## YOUR ASSIGNMENT
Whenever a line in the entries below contains "vegetation", copy that line.

━━━━━ EXTRACTED INFORMATION

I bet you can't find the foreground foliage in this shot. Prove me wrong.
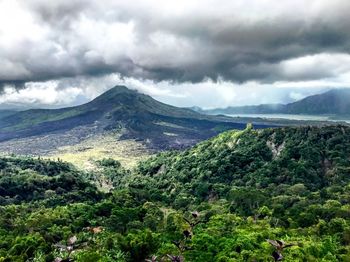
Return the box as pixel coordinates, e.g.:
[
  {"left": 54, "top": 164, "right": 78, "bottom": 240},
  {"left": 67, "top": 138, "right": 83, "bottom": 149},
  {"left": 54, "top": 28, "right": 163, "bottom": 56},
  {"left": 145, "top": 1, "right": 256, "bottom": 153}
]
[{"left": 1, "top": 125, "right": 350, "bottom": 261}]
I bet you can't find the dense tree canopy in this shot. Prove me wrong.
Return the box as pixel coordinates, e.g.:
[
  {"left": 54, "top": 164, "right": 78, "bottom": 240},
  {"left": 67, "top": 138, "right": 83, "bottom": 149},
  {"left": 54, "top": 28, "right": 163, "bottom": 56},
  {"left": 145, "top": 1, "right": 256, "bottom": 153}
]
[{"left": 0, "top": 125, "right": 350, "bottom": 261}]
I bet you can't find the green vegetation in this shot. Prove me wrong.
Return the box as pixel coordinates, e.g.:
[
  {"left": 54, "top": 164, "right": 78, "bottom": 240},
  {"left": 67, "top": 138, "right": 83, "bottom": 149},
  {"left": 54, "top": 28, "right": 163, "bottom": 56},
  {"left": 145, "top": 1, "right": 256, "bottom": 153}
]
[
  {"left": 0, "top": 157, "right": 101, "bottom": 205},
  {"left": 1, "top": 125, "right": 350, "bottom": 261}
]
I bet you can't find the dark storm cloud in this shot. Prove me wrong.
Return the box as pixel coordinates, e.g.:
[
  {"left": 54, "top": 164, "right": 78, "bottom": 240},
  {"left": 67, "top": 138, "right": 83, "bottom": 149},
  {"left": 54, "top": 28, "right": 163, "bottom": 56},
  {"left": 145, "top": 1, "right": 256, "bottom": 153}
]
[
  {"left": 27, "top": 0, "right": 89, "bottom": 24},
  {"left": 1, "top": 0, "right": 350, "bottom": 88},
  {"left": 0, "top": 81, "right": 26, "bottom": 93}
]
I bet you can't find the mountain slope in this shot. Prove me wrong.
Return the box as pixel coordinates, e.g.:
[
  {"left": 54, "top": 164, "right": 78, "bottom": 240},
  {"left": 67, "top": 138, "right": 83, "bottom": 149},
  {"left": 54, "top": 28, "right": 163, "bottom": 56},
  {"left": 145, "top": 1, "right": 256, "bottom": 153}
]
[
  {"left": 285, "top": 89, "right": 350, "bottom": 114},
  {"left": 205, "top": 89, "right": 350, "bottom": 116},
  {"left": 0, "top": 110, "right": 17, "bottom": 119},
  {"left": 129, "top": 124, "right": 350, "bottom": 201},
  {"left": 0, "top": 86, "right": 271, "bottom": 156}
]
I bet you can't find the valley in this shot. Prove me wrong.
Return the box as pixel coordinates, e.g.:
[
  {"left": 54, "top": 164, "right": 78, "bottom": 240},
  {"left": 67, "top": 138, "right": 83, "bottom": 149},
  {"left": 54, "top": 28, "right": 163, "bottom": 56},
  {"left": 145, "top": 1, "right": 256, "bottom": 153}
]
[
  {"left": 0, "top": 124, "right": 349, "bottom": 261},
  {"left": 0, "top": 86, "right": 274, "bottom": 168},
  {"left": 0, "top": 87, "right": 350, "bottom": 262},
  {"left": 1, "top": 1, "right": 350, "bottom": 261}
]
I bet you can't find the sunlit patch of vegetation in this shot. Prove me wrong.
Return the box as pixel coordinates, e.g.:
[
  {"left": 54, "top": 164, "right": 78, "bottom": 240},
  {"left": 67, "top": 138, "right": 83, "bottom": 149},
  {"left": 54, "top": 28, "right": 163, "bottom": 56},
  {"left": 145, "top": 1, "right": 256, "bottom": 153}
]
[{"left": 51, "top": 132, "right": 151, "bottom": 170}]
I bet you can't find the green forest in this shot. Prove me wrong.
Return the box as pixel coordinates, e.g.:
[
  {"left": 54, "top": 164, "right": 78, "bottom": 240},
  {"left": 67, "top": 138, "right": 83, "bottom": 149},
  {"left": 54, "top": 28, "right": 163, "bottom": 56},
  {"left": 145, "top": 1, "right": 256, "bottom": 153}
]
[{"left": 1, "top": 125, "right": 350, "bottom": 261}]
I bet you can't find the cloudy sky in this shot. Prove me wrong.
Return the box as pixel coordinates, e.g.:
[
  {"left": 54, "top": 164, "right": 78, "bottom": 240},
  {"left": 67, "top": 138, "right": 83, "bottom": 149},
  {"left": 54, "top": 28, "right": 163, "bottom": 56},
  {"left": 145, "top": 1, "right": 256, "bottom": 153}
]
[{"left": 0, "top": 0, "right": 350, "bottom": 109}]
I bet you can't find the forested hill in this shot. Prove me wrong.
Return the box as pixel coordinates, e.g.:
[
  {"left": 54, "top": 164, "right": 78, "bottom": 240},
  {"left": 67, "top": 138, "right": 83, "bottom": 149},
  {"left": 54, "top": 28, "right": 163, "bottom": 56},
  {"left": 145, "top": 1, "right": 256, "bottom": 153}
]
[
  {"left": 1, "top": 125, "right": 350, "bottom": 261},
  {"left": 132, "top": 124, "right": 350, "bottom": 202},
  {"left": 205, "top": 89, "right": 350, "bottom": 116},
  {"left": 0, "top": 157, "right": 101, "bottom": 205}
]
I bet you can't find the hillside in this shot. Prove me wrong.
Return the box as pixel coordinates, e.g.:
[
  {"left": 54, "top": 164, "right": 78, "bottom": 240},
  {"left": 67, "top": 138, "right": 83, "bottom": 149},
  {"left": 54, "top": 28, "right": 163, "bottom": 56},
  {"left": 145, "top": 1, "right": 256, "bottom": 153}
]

━━━━━━━━━━
━━━━━ EXTRACTED INFORMATION

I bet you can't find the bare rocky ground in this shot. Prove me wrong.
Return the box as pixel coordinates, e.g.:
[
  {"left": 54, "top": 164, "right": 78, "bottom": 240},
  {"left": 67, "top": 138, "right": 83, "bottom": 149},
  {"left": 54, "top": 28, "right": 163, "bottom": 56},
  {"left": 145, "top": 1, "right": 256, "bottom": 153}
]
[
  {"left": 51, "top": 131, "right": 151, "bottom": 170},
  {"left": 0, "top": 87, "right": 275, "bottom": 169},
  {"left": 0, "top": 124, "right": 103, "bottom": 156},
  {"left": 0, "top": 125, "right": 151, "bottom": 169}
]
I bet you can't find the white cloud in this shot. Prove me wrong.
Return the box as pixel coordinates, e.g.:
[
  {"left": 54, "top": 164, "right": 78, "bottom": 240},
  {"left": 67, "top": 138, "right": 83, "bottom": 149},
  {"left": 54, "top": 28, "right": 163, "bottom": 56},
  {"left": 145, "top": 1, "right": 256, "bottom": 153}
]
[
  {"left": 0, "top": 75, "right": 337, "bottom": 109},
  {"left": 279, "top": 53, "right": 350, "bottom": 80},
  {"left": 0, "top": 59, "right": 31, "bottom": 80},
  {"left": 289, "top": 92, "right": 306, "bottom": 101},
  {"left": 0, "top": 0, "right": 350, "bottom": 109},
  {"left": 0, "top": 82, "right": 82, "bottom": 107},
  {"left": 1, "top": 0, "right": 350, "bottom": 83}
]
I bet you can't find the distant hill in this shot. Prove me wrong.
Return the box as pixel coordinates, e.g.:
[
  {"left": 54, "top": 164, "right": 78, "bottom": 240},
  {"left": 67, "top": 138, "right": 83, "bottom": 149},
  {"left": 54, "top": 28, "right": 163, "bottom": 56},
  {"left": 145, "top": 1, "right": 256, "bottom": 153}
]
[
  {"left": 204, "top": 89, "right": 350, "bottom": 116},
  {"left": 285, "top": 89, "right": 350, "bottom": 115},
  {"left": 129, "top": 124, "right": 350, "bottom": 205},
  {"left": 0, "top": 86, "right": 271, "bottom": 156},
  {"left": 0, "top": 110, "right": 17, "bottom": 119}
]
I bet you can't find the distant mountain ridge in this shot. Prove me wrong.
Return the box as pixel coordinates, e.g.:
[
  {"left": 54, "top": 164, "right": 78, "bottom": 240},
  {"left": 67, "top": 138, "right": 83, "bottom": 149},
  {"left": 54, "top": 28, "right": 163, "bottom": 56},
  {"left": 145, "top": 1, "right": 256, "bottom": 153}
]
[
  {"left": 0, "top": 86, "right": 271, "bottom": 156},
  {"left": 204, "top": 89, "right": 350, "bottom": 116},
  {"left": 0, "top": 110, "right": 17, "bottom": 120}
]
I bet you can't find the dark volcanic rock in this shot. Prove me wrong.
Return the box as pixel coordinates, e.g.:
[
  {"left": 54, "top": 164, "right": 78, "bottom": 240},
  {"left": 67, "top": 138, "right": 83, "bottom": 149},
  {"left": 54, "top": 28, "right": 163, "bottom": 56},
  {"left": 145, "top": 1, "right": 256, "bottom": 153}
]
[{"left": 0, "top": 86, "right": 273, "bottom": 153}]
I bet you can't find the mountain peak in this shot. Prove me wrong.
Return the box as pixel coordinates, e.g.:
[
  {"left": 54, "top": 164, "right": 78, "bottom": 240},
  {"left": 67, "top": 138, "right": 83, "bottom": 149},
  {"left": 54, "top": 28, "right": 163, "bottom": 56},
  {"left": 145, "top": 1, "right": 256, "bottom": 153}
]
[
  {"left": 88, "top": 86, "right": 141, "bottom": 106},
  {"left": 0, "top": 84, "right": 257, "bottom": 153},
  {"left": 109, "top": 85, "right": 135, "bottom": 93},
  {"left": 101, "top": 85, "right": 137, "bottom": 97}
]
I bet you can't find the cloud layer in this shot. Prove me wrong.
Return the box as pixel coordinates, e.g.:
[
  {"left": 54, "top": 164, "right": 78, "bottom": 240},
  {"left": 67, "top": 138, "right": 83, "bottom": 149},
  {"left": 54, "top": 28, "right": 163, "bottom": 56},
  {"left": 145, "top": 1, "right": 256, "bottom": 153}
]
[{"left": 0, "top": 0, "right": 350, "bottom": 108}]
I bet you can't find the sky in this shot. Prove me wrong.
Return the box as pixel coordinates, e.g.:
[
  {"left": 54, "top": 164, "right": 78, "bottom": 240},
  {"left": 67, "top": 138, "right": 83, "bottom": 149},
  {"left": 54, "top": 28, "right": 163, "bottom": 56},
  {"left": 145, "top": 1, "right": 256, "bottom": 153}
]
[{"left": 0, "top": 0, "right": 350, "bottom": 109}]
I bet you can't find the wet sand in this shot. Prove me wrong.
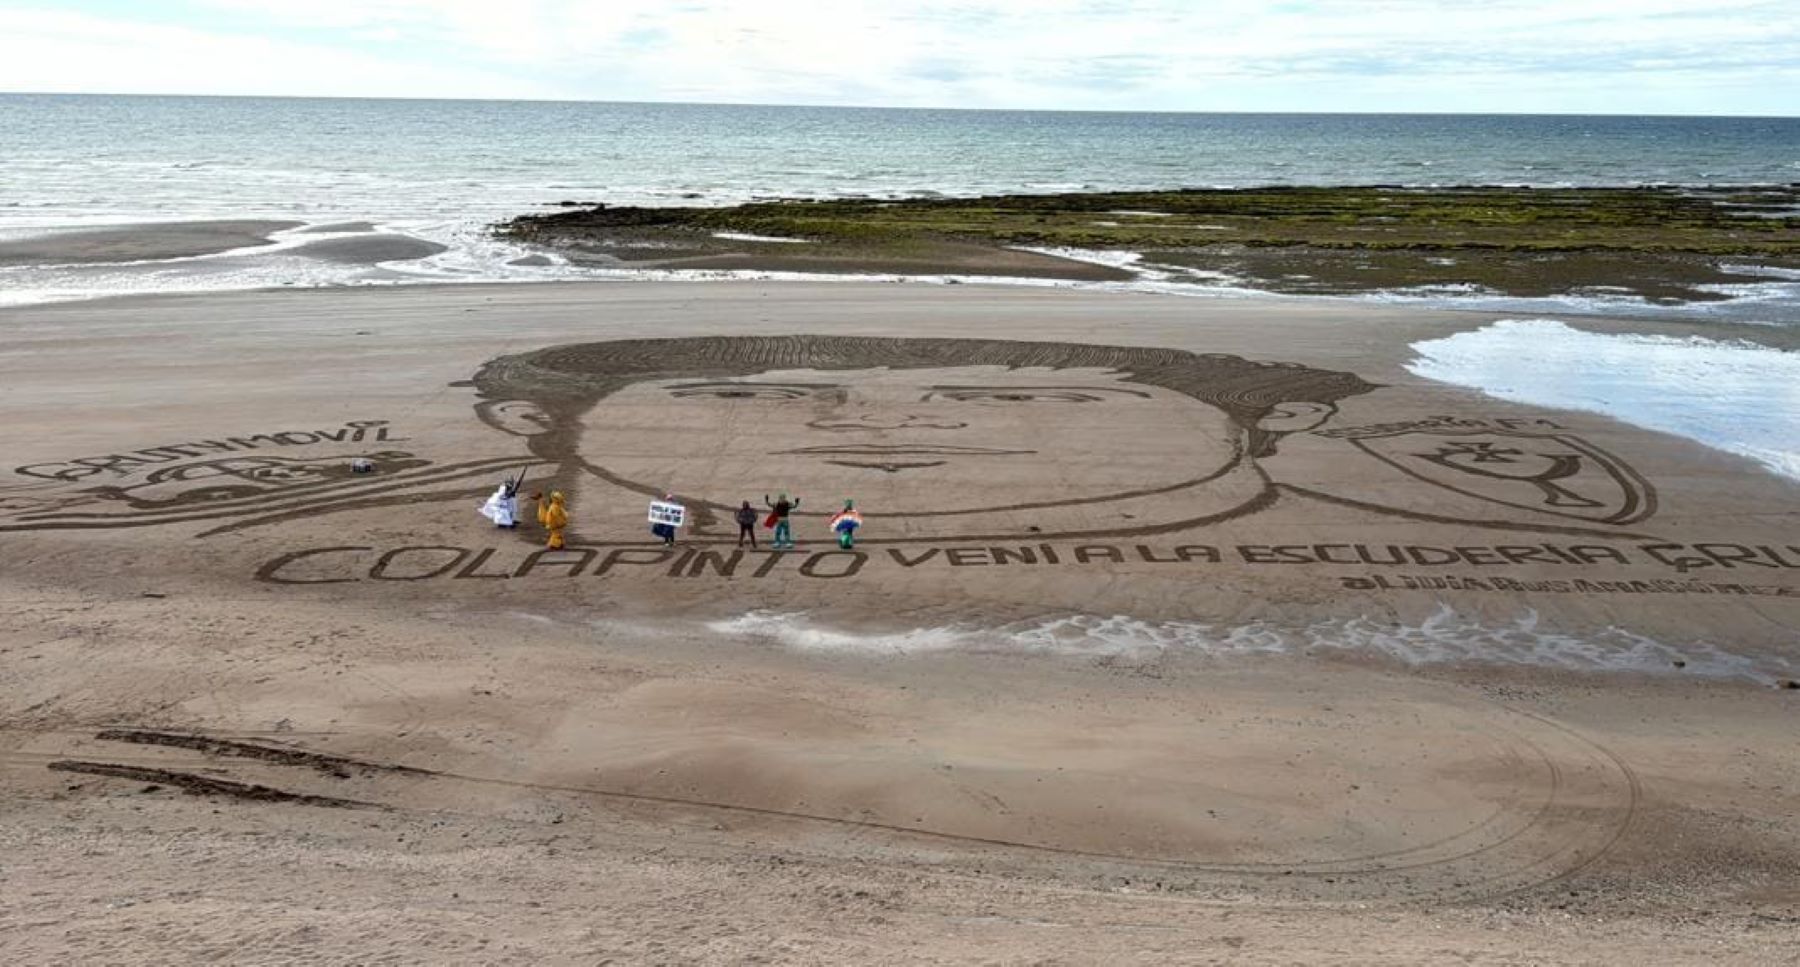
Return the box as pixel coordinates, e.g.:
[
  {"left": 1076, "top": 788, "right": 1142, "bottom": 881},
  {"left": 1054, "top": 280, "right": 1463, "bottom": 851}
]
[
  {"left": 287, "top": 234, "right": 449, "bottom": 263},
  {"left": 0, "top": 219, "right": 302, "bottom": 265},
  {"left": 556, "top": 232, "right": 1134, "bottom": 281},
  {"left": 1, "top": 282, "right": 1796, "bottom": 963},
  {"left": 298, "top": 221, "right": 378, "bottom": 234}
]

━━━━━━━━━━

## RESPONSE BELOW
I bet you can't find the green vegetation in this shot. Prove me wrong.
I bet you can't find the sunlit patch of vegetation in this shot. Prove me wrong.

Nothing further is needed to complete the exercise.